* GIVEN REQUEST *
Copy every entry word for word, but skip the pictures.

[Saved data entries]
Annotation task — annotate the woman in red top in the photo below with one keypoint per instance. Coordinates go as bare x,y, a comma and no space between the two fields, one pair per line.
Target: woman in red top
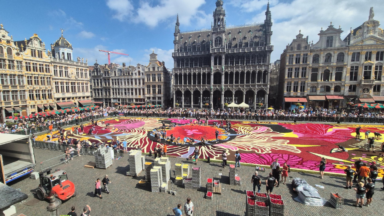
284,174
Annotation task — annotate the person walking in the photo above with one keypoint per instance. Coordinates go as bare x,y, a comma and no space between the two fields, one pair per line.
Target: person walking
276,173
284,174
106,181
364,172
165,150
322,167
370,191
358,164
86,211
237,159
271,182
349,175
224,156
177,210
373,174
256,180
72,212
360,194
188,207
196,154
358,133
98,188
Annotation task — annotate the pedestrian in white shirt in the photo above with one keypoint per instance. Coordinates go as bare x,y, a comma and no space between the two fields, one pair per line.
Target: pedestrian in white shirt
188,207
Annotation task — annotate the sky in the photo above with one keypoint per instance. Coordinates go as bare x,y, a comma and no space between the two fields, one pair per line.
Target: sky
139,27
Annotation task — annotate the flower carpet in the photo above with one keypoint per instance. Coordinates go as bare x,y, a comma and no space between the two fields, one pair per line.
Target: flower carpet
299,145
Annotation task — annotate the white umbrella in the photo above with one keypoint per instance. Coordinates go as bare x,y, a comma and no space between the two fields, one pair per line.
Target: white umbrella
244,105
233,105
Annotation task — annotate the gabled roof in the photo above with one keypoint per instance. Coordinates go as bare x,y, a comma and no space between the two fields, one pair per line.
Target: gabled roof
63,42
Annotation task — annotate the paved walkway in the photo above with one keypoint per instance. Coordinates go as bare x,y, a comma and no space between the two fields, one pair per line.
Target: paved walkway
127,199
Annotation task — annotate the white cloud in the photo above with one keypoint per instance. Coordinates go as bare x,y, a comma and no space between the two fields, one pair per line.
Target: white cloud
162,55
310,17
57,13
66,22
123,8
86,34
166,10
251,5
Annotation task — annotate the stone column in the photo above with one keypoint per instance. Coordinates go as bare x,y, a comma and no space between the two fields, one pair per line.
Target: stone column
174,99
201,100
192,99
211,100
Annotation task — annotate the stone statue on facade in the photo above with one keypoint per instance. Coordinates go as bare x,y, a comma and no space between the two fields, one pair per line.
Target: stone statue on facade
371,14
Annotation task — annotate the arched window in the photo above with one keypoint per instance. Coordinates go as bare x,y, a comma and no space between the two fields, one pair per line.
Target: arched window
328,58
326,75
316,59
9,51
218,42
313,88
337,89
340,57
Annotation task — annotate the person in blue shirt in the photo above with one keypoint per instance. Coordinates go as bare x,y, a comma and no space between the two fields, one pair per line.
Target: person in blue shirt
125,145
177,211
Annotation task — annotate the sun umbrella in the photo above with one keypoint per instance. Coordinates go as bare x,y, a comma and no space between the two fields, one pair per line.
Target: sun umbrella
364,105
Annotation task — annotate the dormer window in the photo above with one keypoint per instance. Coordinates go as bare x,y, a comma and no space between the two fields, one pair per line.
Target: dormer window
329,41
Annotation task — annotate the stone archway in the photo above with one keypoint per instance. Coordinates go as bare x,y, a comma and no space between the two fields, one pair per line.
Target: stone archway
187,98
216,99
228,97
178,99
206,98
217,78
249,97
196,98
239,96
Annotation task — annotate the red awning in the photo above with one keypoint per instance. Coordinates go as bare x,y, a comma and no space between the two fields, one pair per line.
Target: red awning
367,100
66,104
378,98
334,97
298,100
86,102
318,98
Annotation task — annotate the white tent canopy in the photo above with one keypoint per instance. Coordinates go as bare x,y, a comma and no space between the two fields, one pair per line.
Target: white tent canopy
233,105
244,105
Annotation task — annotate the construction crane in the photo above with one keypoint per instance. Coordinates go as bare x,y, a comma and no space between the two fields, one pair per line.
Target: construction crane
109,54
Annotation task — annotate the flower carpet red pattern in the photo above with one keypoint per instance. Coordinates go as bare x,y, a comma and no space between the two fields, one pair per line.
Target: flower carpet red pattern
299,145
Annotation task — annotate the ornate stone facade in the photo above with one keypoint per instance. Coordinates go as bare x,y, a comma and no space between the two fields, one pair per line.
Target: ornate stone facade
222,65
334,72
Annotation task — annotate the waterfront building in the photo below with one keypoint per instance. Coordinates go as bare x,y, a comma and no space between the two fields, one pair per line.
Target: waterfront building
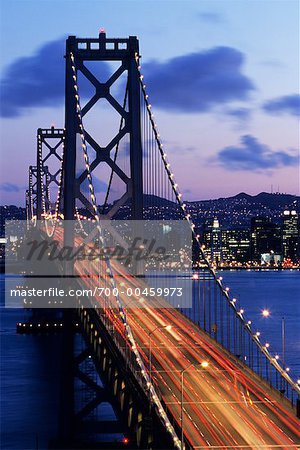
265,237
290,235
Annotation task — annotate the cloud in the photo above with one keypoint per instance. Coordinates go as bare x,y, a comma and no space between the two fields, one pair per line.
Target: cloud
252,155
211,17
289,104
198,82
242,114
10,187
37,81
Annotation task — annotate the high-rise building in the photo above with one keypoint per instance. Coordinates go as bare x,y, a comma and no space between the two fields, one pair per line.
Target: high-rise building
265,237
236,245
212,238
290,235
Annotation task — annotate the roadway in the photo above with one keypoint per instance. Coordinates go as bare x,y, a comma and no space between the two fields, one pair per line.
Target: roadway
226,406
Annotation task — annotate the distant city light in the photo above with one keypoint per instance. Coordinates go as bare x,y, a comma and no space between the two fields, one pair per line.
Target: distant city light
265,313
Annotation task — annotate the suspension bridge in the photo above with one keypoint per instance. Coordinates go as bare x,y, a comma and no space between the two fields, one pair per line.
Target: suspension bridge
179,377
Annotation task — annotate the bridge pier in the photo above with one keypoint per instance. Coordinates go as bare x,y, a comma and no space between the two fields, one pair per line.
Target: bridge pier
137,425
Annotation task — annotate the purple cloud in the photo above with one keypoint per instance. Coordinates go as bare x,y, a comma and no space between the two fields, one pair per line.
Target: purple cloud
198,81
38,80
10,187
289,104
252,155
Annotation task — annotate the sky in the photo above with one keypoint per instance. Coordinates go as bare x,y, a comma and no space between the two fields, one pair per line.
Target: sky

* WRITTEN RESPONSE *
Annotation task — annotate the woman in red top in the photo below with one keypoint per instance. Coordinates go as bare x,y, a comma and no space between the two fields, one pair per line.
Target: woman in red top
284,174
Annotation task — annotate the person walking in the photo above with one keypoint per instance. Coordinates go as bare x,y, a comma and no space between the two fields, one pair per line.
Target: person walking
276,173
284,174
106,181
364,172
165,150
322,167
370,191
358,164
86,211
237,159
271,182
349,175
224,156
177,210
373,174
256,180
72,212
360,194
188,207
196,154
358,133
98,188
Annotation task — annotate the pedestrian in white shirt in the photo above with one keypoint per instance. Coordinates go as bare x,y, a comma and no space between the two fields, one pair per line.
Target: pedestrian in white shirt
188,207
Annotation task — annotate the sky in the photo above with one keypoint per instance. Coordinates go as bare x,y, a comma and no space between the two fields, one pair per line.
Target: sky
139,27
Annotation task — annotate the flower carpet in the photo above with one keypoint per instance. Coordinates go as bare x,y, a comma and no space between the two fields, one pair per line.
Target: flower carpet
299,145
Annotation task — annotate the white umbrella in the photo above with one keypoint per instance. Coordinates go as bare x,y, a comma and no space between the two fields, one pair per line.
Target: white umbrella
244,105
233,105
Annotation task — annotate the gabled roof in the photo above with one keypoint per instance. Coordinates go as bare x,y, a comma and no space between the two fields, one pair per line.
Target: gabled roof
63,42
Annotation task — annotate the paved walkway in the photo above with one keypoint per instance. Coordinates go as bare x,y, a comma and no space between the two fields, one pair per line.
Target: paved walkway
127,199
Annotation task — annotate the white cloud in the photo above with one keypoint per instance. Coordinates go as bare x,y, a comma and no space between the two fields, one pair per line.
Target: white cloud
162,55
310,17
57,13
66,22
123,8
86,34
166,10
251,5
Annotation task — annotate the stone column in the photo above with one keypoint per instance. Coordinates go as bare x,y, a comma and no space between the two fields, one pair per line.
Target: stone column
174,99
201,100
192,99
211,100
Annotation task — annotate the stone statue on facade in the photo above with one keypoint per instance. Coordinates go as bare x,y, a comma and no space between the two fields, one pair per line.
Target: stone statue on facade
371,14
Annotation task — annotate the arched window in the photo above with one keypoint per instance. Coordinates go as bare x,y, a comma and no space between the two fields, one pair per line.
Target: arched window
328,58
326,75
316,59
9,51
218,42
313,88
337,89
340,57
Annotation task — annotate the person in blue shirt in the photo above with one keypoint per instance. Coordinates go as bare x,y, a comma and no space between the two fields, one pair per line.
Target: person in blue shirt
125,145
177,211
Annotation task — annotate the sun umbrella in the photo above with one keypoint per instance. Coordinates go as bare x,y, a comma and no space between the two fields, one pair per line.
Target: sun umbrella
364,105
Annotation task — annotate the dormer window in the photo above with one keypoint per instance. Coordinates go as bare x,y, a comma and no space between the two fields, one pair per line.
Target: dormer window
329,41
Annotation task — annotate the stone archway in the photo above with one keypoint per instance. Coordinates go as bare x,y, a comma and no space between the two fields, one pair per line.
Target: stone archway
187,98
216,99
228,97
178,99
206,98
217,78
249,97
196,98
239,96
Annotation task — annotate the red awning in the photo above with one keypoint per instance. Coordinates go as bare x,y, a comma and no space between the two fields, one pair per line.
Target: red awning
367,100
66,104
378,98
334,97
298,100
86,102
318,98
Annotation task — annotate the white tent canopy in the photo above with one keypoint per instance. Coordinates go as bare x,y, a comma and no space between the two fields, one pair per line.
Target: white tent canopy
233,105
244,105
Annotation task — annotate the construction crane in the photo above with one keypoint per instance. Coordinates go as bare x,y, a comma and no space between the two fields, one pair per line.
Target: construction crane
109,54
Annotation task — annotate the flower carpet red pattern in the photo above with one keypoint per instance. Coordinates go as bare x,y, a comma and no space between the two fields, one pair per line.
Target: flower carpet red pattern
299,145
Annotation task — annotate the ornate stone facade in the photo above with one keypoint per instance. Coordinates go as bare x,y, a comma and no space between the two fields, one pair per line.
Target: ornate stone facade
222,65
334,72
Annotation task — annotate the waterfront building in the photo below with one keypoint per instance. Coordinates go as bare x,y, a comma and no space between the two fields, one pair per line.
Target: waterfront building
265,237
290,235
Annotation task — annotate the cloud in the photo above with one keypoint per instance. Coordinates go as bare x,y, a comma and no space between the two fields, one pair per line.
Target: cloud
252,155
211,17
289,104
198,82
242,114
10,187
37,81
Annotation task — annotate the high-rise building in the photo above with one keypoint per instance. Coordinates go as bare x,y, a comma and no space between the two fields, one pair per line.
Target: high-rise building
265,237
236,245
212,238
290,235
Annotation task — annotate the roadway in the photo above with one keypoint per instance. Coordinates go as bare x,y, a comma and no space between the two fields, one pair per line.
Target: roadway
226,406
Annotation task — annotate the distant city light in the photo above with one keypoint per instance. Coordinates go as bare x,y, a comma and no space between the two fields, one pair per line.
Target: distant city light
265,313
Annotation task — annotate the suspension bridge in the photo above with one keypoint per instance. Coordinates go as bare x,y, a comma and no space between the two fields, one pair per line.
Target: suspension bridge
179,377
Annotation task — annotate the bridge pier in the photo above with one keypoint per instance. Coordinates go as bare x,y, a comma and no space between the two fields, one pair per line.
Target: bridge pier
137,425
Annotation task — annotate the purple cloud in the photo above with one keypoint per instance. Coordinates go as bare x,y, a comma and no space between the two fields, one pair per line.
Target: purple cloud
198,81
38,80
10,187
289,104
252,155
Annotation task — annotate the sky in the photo above with one keypoint per instance. Coordinates go as bare x,y, a comma and no space between the two fields, one pair per line.
Target: sky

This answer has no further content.